[Dataset excerpt]
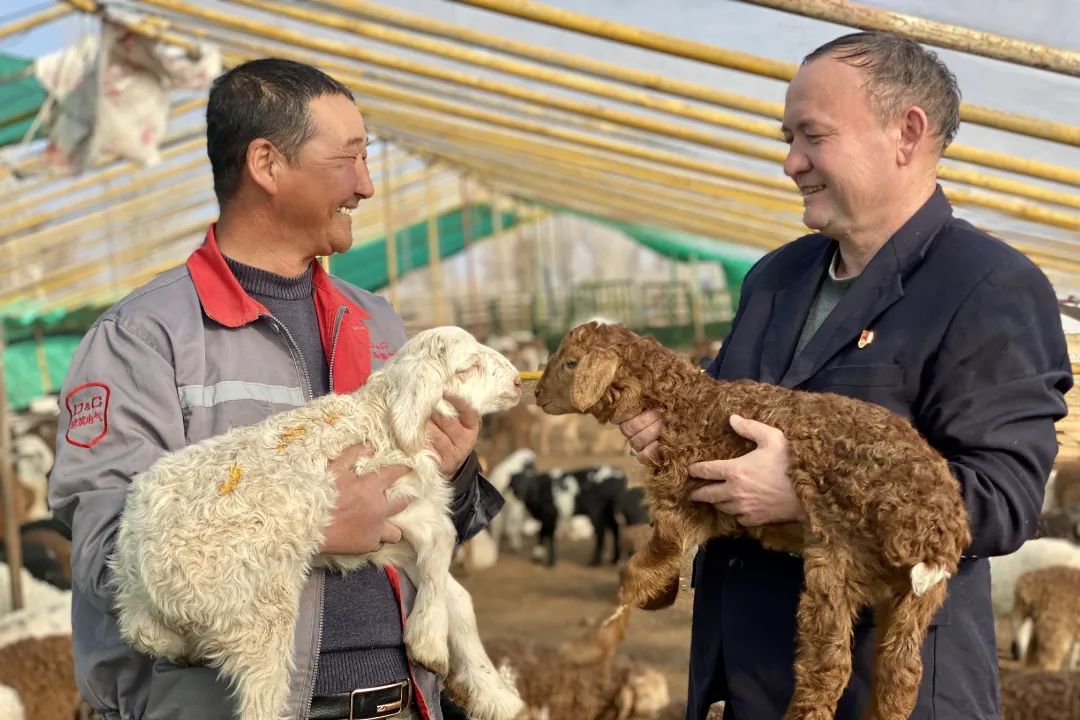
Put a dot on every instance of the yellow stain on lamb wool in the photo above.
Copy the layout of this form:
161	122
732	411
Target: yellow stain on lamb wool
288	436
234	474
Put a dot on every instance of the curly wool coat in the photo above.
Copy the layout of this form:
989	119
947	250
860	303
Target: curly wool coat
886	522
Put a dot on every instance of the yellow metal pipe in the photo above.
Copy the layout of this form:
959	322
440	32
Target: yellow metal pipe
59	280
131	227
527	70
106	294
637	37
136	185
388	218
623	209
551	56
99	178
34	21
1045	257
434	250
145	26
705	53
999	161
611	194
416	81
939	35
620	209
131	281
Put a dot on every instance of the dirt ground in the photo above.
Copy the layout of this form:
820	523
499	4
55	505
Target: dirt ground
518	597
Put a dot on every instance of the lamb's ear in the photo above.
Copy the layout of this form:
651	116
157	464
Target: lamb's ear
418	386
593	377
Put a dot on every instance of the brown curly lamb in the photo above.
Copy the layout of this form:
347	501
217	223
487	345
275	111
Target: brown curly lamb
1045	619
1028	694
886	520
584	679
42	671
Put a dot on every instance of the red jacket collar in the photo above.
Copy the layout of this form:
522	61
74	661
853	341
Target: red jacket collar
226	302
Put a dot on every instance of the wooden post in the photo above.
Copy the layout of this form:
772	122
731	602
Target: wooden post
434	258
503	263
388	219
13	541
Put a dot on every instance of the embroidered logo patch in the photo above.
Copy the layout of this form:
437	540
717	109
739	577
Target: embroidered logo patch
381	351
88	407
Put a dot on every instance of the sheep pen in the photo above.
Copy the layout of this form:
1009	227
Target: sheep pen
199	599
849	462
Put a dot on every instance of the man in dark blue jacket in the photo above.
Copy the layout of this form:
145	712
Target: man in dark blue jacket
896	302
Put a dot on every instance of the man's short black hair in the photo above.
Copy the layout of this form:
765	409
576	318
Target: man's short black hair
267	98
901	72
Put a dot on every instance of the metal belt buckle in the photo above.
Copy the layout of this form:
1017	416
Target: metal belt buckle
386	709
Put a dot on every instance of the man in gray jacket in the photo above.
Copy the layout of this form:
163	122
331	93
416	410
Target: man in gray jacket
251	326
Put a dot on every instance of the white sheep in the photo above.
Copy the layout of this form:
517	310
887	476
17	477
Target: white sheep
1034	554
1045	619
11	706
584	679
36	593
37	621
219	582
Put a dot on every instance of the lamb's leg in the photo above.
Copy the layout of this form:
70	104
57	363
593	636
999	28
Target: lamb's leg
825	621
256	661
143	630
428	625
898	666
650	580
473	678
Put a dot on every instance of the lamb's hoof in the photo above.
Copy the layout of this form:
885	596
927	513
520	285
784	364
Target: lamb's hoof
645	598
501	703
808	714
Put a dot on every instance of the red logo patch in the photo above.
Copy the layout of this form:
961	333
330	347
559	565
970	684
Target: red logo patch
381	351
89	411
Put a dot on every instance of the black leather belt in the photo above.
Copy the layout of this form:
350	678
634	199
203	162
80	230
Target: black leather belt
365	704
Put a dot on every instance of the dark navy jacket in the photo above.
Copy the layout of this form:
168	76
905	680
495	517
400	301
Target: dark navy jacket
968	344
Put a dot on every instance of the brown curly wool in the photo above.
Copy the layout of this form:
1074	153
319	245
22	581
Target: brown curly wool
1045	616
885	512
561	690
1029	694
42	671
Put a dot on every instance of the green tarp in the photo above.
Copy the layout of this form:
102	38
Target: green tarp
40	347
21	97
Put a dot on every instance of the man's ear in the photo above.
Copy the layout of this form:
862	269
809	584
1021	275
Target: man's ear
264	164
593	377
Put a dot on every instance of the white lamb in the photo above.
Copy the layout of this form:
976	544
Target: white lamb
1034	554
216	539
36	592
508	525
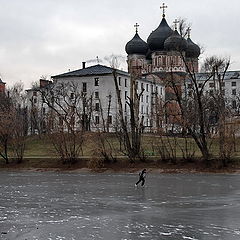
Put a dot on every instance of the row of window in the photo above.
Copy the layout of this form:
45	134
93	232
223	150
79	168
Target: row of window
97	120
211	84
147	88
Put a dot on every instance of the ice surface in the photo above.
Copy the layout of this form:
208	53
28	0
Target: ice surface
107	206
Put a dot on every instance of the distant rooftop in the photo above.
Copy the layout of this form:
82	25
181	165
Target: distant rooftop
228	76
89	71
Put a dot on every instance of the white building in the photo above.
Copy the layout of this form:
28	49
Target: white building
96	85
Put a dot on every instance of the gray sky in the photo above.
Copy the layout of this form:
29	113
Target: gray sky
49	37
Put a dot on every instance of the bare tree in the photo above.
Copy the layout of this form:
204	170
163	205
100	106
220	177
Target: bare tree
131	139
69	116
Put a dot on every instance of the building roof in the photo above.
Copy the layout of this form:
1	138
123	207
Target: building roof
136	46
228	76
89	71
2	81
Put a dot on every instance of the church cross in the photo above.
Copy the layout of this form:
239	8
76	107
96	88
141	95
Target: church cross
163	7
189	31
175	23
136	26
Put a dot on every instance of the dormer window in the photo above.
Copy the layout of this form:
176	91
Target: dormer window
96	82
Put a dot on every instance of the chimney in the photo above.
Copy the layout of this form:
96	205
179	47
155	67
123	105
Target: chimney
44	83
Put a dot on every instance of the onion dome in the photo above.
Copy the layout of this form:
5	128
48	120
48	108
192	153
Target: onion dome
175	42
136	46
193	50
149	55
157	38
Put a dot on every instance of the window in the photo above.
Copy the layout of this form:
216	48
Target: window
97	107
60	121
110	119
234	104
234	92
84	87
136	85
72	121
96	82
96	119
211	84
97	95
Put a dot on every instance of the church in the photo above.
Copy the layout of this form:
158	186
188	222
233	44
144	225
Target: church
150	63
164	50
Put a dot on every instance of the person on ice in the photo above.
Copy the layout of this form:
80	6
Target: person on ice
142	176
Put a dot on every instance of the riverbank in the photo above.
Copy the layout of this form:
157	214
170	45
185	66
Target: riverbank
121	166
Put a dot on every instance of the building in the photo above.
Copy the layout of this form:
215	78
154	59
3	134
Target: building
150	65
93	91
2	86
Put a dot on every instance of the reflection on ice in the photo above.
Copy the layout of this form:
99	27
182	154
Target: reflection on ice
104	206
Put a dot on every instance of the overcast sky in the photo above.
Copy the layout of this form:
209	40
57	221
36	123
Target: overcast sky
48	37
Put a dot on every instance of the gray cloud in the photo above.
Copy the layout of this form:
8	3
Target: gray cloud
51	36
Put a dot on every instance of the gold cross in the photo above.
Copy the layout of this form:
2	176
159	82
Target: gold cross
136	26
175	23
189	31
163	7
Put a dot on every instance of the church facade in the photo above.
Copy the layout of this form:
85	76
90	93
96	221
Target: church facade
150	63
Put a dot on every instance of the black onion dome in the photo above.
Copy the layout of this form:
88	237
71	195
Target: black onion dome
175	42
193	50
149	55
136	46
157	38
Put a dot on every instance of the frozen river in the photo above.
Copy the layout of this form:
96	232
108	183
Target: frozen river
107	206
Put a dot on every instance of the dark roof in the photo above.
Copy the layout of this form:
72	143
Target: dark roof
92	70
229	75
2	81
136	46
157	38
---
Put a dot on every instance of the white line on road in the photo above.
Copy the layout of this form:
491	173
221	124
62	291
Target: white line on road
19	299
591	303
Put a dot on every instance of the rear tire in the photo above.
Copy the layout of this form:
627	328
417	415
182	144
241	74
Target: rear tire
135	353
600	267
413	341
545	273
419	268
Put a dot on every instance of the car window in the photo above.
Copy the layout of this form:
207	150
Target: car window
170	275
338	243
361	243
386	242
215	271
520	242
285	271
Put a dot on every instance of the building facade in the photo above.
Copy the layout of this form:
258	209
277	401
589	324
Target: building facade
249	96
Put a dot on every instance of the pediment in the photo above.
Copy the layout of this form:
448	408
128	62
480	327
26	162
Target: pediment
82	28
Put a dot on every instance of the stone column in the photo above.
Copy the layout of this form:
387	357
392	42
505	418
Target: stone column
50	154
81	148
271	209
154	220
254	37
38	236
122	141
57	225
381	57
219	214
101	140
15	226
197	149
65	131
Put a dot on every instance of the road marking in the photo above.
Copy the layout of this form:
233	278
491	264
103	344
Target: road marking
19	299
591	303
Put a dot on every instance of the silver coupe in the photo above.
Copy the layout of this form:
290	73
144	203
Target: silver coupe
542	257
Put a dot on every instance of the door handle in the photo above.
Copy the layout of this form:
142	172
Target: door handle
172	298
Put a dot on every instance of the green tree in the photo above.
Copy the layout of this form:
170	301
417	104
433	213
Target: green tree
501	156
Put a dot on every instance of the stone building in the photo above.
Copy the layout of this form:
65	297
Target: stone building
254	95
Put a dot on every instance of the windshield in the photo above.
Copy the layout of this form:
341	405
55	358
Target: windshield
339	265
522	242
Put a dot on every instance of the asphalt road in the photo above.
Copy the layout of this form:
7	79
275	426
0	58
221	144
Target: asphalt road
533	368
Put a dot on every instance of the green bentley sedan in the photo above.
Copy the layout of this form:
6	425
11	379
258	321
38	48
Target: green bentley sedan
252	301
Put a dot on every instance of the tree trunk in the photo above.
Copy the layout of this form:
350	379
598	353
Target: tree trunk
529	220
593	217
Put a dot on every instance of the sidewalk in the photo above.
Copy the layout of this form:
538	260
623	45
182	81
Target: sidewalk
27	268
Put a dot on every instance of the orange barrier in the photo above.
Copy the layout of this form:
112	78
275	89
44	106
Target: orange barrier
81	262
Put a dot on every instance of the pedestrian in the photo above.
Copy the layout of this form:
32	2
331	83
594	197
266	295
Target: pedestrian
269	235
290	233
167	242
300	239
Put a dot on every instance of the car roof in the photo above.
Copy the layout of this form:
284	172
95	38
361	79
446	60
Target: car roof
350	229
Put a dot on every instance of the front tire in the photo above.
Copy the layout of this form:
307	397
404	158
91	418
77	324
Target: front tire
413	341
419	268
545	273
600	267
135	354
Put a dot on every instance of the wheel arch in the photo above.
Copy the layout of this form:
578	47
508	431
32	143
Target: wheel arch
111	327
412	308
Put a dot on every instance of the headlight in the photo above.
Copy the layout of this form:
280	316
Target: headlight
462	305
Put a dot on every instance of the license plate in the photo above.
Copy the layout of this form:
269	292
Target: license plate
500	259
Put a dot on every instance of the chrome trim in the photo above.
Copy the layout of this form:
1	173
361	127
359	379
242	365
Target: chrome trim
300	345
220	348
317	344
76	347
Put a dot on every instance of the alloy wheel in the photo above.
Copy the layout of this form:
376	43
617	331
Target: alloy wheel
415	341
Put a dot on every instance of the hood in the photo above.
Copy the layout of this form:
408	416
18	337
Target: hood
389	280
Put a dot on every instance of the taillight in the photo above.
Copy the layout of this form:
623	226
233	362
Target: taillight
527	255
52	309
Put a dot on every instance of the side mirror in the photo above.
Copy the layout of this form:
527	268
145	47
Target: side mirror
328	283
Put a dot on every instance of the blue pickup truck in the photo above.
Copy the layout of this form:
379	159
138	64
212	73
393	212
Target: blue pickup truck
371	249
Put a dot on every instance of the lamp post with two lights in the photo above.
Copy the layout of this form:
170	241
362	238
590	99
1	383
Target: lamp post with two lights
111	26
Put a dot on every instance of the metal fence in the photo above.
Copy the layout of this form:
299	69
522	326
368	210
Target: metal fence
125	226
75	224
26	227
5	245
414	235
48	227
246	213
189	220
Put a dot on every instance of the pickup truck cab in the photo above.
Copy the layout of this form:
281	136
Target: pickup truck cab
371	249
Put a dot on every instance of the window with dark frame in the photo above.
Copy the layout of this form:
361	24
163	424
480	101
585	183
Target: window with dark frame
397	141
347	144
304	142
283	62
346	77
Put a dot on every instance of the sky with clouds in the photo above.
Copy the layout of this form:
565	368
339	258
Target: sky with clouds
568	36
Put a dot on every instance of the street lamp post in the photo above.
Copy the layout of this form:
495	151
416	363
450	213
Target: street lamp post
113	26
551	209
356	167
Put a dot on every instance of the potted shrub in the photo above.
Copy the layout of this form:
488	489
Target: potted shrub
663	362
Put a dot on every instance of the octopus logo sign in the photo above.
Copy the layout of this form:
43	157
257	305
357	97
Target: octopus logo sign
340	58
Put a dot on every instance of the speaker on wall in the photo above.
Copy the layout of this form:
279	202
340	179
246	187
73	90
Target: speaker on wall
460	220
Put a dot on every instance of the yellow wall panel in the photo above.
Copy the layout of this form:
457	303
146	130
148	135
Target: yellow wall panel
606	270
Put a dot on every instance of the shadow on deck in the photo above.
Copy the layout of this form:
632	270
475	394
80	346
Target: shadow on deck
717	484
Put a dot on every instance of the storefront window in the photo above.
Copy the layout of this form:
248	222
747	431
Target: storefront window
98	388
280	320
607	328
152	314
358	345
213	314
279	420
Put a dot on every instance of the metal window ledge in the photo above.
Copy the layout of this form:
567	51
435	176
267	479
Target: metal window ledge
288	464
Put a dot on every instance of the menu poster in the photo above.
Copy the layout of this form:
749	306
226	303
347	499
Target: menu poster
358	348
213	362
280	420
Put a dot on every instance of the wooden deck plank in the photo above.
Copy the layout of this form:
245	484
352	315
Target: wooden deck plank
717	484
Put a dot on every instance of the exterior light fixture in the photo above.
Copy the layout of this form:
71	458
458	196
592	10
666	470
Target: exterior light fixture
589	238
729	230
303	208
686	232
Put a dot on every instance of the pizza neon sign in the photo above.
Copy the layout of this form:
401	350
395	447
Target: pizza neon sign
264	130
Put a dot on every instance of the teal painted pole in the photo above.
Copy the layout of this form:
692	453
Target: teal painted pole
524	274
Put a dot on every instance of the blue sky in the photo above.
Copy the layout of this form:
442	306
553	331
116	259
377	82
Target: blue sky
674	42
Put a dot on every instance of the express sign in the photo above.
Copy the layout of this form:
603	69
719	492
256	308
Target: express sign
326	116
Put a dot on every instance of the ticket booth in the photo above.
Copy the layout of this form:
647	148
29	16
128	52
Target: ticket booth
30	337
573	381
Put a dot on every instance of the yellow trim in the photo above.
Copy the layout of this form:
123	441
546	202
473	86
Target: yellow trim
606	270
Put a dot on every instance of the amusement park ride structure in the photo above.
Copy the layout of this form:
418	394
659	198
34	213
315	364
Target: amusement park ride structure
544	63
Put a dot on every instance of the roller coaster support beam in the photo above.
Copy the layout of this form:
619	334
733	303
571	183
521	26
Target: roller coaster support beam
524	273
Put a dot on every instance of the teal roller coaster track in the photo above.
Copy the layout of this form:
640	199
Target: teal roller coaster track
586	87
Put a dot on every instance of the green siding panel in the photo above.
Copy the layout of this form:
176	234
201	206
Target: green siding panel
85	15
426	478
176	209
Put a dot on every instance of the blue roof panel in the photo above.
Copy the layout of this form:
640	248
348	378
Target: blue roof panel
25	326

* **TASK DETAILS**
Please identify every line in the rows above that contains the string "rooftop", and copy each one. Case counts.

* **EXERCISE OUTPUT**
Put a dot on every instance of the distant rooftop in the photo above.
Target: distant rooftop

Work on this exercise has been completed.